#### [EXERCISE OBJECTIVE]
Set down each line of the data exactly, but not the pictures.

#### [DATA EXTRACTS]

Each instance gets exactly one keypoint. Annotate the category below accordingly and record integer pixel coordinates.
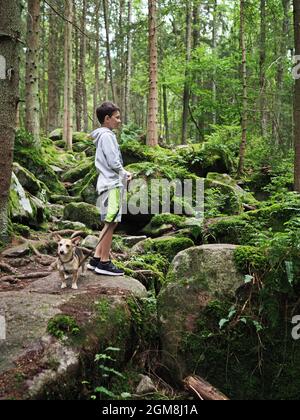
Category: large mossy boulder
(173, 224)
(224, 197)
(168, 247)
(84, 213)
(78, 171)
(38, 161)
(207, 157)
(29, 182)
(246, 228)
(196, 277)
(224, 179)
(24, 207)
(86, 187)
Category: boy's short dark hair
(106, 109)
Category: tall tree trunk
(297, 98)
(97, 58)
(128, 65)
(10, 28)
(32, 120)
(283, 49)
(196, 44)
(245, 91)
(186, 93)
(120, 88)
(77, 87)
(214, 46)
(68, 92)
(106, 20)
(262, 69)
(166, 119)
(82, 68)
(152, 125)
(53, 73)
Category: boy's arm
(111, 152)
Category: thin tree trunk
(82, 68)
(32, 119)
(279, 120)
(166, 119)
(196, 44)
(10, 28)
(262, 70)
(128, 65)
(68, 92)
(297, 98)
(120, 88)
(97, 58)
(77, 87)
(245, 91)
(106, 20)
(53, 73)
(186, 93)
(214, 46)
(152, 130)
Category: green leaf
(113, 349)
(223, 322)
(249, 279)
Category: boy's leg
(103, 249)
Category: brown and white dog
(70, 259)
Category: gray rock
(17, 251)
(133, 240)
(196, 277)
(146, 386)
(99, 307)
(90, 242)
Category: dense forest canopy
(209, 92)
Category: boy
(110, 186)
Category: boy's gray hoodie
(108, 160)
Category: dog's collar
(66, 262)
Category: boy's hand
(129, 176)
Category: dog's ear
(57, 237)
(76, 240)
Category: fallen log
(203, 390)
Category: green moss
(78, 172)
(84, 213)
(233, 230)
(37, 162)
(145, 324)
(250, 259)
(86, 187)
(62, 325)
(21, 230)
(79, 136)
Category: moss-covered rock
(207, 157)
(29, 182)
(56, 134)
(78, 172)
(173, 224)
(86, 187)
(225, 179)
(38, 161)
(230, 230)
(64, 199)
(166, 246)
(24, 207)
(84, 213)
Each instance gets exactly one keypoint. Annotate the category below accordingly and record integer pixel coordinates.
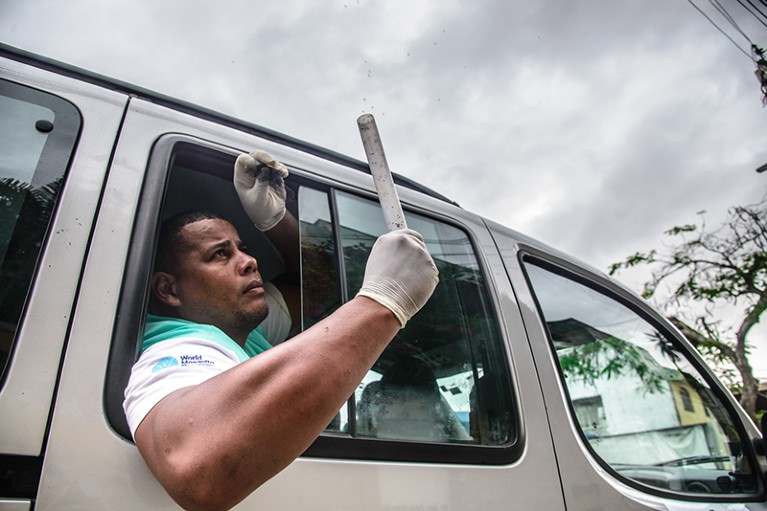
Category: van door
(639, 422)
(485, 446)
(50, 181)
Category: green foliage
(609, 358)
(724, 266)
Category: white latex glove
(400, 274)
(258, 179)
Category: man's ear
(164, 288)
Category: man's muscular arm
(212, 444)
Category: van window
(37, 137)
(641, 404)
(443, 379)
(440, 392)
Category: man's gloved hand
(400, 274)
(258, 179)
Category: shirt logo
(195, 360)
(165, 363)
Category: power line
(755, 8)
(729, 18)
(719, 29)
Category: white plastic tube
(387, 194)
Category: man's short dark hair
(171, 243)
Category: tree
(727, 265)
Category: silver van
(529, 381)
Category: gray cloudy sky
(593, 125)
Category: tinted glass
(638, 399)
(444, 378)
(37, 136)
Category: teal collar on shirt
(160, 329)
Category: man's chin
(251, 319)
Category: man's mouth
(255, 285)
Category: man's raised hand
(258, 179)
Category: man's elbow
(192, 488)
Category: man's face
(217, 282)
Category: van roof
(71, 71)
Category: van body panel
(15, 505)
(33, 367)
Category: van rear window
(37, 138)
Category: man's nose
(247, 264)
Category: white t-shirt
(187, 354)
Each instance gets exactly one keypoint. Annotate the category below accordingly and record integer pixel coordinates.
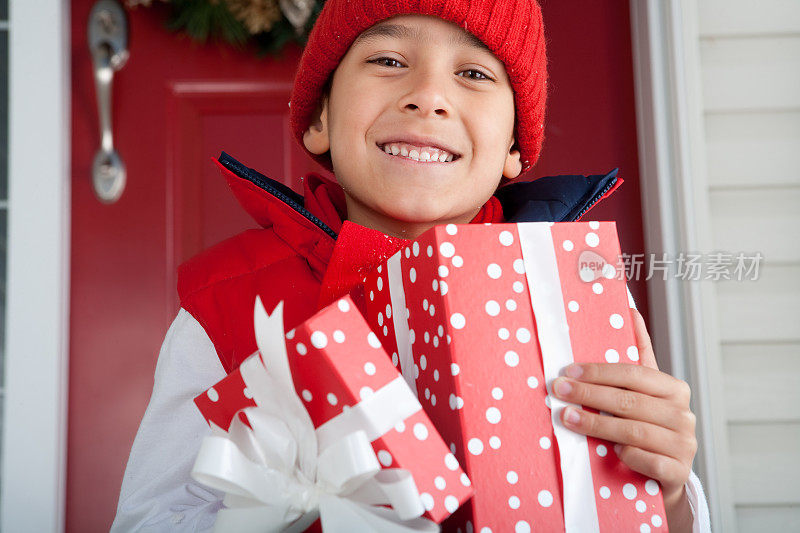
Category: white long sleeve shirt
(158, 493)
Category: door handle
(108, 44)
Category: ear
(513, 165)
(316, 139)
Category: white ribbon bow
(273, 474)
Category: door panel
(175, 106)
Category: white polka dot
(447, 249)
(365, 393)
(373, 341)
(492, 308)
(450, 503)
(385, 457)
(457, 320)
(511, 358)
(632, 353)
(475, 446)
(427, 500)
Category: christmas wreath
(269, 24)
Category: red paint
(176, 104)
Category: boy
(419, 110)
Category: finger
(633, 377)
(671, 473)
(643, 435)
(643, 341)
(625, 403)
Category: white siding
(750, 74)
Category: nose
(427, 94)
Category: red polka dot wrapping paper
(336, 362)
(466, 325)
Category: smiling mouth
(418, 154)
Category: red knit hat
(512, 29)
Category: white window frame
(669, 110)
(37, 307)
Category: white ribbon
(275, 477)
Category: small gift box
(481, 319)
(319, 423)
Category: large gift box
(319, 423)
(481, 319)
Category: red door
(175, 106)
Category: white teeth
(435, 156)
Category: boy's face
(409, 83)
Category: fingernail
(574, 371)
(571, 415)
(562, 387)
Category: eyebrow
(400, 31)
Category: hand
(652, 422)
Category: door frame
(671, 138)
(34, 419)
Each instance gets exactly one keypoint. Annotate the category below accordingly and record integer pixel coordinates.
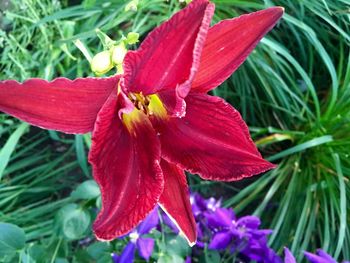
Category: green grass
(293, 91)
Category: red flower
(156, 120)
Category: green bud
(107, 42)
(101, 63)
(118, 54)
(132, 38)
(132, 6)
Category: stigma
(149, 105)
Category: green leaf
(12, 239)
(212, 256)
(98, 250)
(166, 258)
(132, 38)
(72, 221)
(87, 190)
(81, 154)
(176, 245)
(9, 147)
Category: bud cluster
(114, 53)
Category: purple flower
(288, 256)
(320, 257)
(144, 245)
(200, 205)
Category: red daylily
(156, 120)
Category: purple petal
(317, 259)
(145, 247)
(326, 256)
(221, 218)
(198, 204)
(115, 257)
(288, 256)
(252, 222)
(128, 254)
(149, 223)
(220, 240)
(213, 204)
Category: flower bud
(118, 54)
(101, 63)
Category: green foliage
(12, 239)
(294, 92)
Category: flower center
(149, 105)
(141, 102)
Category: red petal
(175, 200)
(170, 55)
(211, 140)
(126, 167)
(62, 104)
(229, 43)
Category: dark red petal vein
(229, 43)
(211, 140)
(169, 57)
(175, 200)
(126, 167)
(62, 104)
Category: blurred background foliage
(293, 91)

#### [WRITTEN ANSWER]
Each instance gets exactly one keypoint. Annotate the category below accordingly and record integer pixel coordinates.
Category: large mossy boulder
(173, 224)
(224, 197)
(168, 247)
(84, 213)
(78, 171)
(38, 161)
(207, 157)
(29, 182)
(246, 228)
(196, 277)
(224, 179)
(24, 207)
(86, 187)
Category: boy's short dark hair
(106, 109)
Category: tall tree trunk
(297, 98)
(97, 58)
(128, 65)
(10, 28)
(32, 120)
(283, 49)
(196, 44)
(245, 91)
(186, 93)
(120, 88)
(77, 87)
(214, 46)
(68, 92)
(106, 20)
(262, 69)
(166, 119)
(82, 68)
(152, 125)
(53, 73)
Category: boy's arm
(111, 152)
Category: thin tree trunk
(82, 68)
(32, 119)
(279, 120)
(166, 119)
(196, 44)
(10, 28)
(262, 70)
(128, 65)
(68, 92)
(297, 98)
(120, 88)
(97, 58)
(77, 87)
(245, 91)
(106, 20)
(53, 73)
(186, 93)
(214, 46)
(152, 130)
Category: green leaf
(113, 349)
(223, 322)
(249, 279)
Category: boy's leg
(103, 249)
Category: brown and white dog
(70, 259)
Category: gray rock
(17, 251)
(133, 240)
(196, 277)
(146, 386)
(99, 307)
(90, 242)
Category: dense forest canopy
(209, 92)
Category: boy
(110, 186)
Category: boy's gray hoodie
(108, 160)
Category: dog's collar
(66, 262)
Category: boy's hand
(129, 176)
Category: dog's ear
(57, 237)
(76, 240)
Category: fallen log
(203, 390)
Category: green moss
(78, 172)
(84, 213)
(233, 230)
(37, 162)
(145, 324)
(250, 259)
(86, 187)
(62, 325)
(21, 230)
(79, 136)
Category: moss-covered rock
(207, 157)
(29, 182)
(56, 134)
(78, 172)
(173, 224)
(86, 187)
(225, 179)
(38, 161)
(230, 230)
(64, 199)
(166, 246)
(24, 207)
(84, 213)
Each instance gets exactly one keypoint. Annotate the category below accordingly and record integer pixel coordinates.
Category: van door
(639, 422)
(485, 446)
(50, 181)
Category: green foliage
(609, 358)
(724, 266)
Category: white latex glove
(400, 274)
(258, 179)
Category: man's ear
(164, 288)
Category: man's muscular arm
(212, 444)
Category: van window
(37, 137)
(641, 404)
(443, 379)
(440, 392)
Category: man's gloved hand
(400, 274)
(258, 179)
Category: shirt logo
(195, 360)
(165, 363)
Category: power line
(755, 8)
(729, 18)
(719, 29)
Category: white plastic tube
(387, 194)
Category: man's short dark hair
(171, 243)
Category: tree
(727, 265)
Category: silver van
(529, 381)
Category: gray cloudy sky
(593, 125)
Category: tinted glass
(638, 399)
(444, 378)
(37, 136)
Category: teal collar on shirt
(160, 329)
Category: man's chin
(251, 319)
Category: man's mouth
(255, 285)
Category: man's raised hand
(258, 179)
Category: man's elbow
(192, 488)
Category: man's face
(217, 282)
Category: van roof
(71, 71)
Category: van body panel
(15, 505)
(33, 367)
Category: van rear window
(37, 138)
Category: man's nose
(247, 264)
Category: white t-shirt
(187, 354)
Each instance gets exactly one keypoint. Annotate the category below accordingly and record integer pixel coordinates.
Category: white long sleeve shirt
(158, 493)
Category: door handle
(108, 44)
Category: ear
(513, 165)
(316, 139)
Category: white ribbon bow
(273, 474)
Category: door panel
(175, 106)
Category: white polka dot
(447, 249)
(365, 393)
(373, 341)
(492, 308)
(450, 503)
(385, 457)
(457, 320)
(511, 358)
(632, 353)
(475, 446)
(427, 500)
Category: christmas wreath
(269, 24)
Category: red paint
(176, 104)
Category: boy
(419, 110)
Category: finger
(633, 377)
(671, 473)
(643, 435)
(643, 341)
(625, 403)
Category: white siding
(750, 74)
Category: nose
(427, 94)
Category: red polka dot wrapping paper
(336, 362)
(466, 325)
Category: smiling mouth
(418, 154)
Category: red knit hat
(512, 29)
Category: white window frame
(669, 110)
(37, 307)
Category: white ribbon
(275, 477)
Category: small gift box
(481, 319)
(319, 423)
Category: large gift box
(319, 423)
(481, 319)
Category: red door
(175, 106)
Category: white teeth
(435, 156)
Category: boy's face
(409, 83)
Category: fingernail
(574, 371)
(571, 415)
(562, 387)
Category: eyebrow
(400, 31)
Category: hand
(652, 422)
Category: door frame
(671, 138)
(34, 419)
Each instance gets exactly one keypoint. Annotate the category below accordingly and record integer pixel coordinates.
Category: green grass
(293, 91)
Category: red flower
(156, 120)
Category: green bud
(107, 42)
(101, 63)
(118, 54)
(132, 38)
(132, 6)
Category: stigma
(149, 105)
Category: green leaf
(12, 239)
(212, 256)
(98, 250)
(166, 258)
(132, 38)
(72, 221)
(87, 190)
(81, 154)
(176, 245)
(9, 147)
Category: bud cluster
(114, 53)
Category: purple flower
(288, 256)
(320, 257)
(144, 245)
(200, 205)
Category: red daylily
(156, 120)
Category: purple petal
(317, 259)
(145, 247)
(326, 256)
(221, 218)
(198, 204)
(115, 257)
(288, 256)
(252, 222)
(128, 254)
(149, 223)
(220, 240)
(213, 204)
Category: flower bud
(118, 54)
(101, 63)
Category: green foliage
(12, 239)
(294, 92)
Category: flower center
(149, 105)
(141, 102)
Category: red petal
(175, 200)
(170, 55)
(211, 140)
(126, 167)
(62, 104)
(229, 43)
Category: dark red petal vein
(229, 43)
(211, 140)
(169, 57)
(175, 200)
(126, 167)
(62, 104)
Category: blurred background foliage
(293, 91)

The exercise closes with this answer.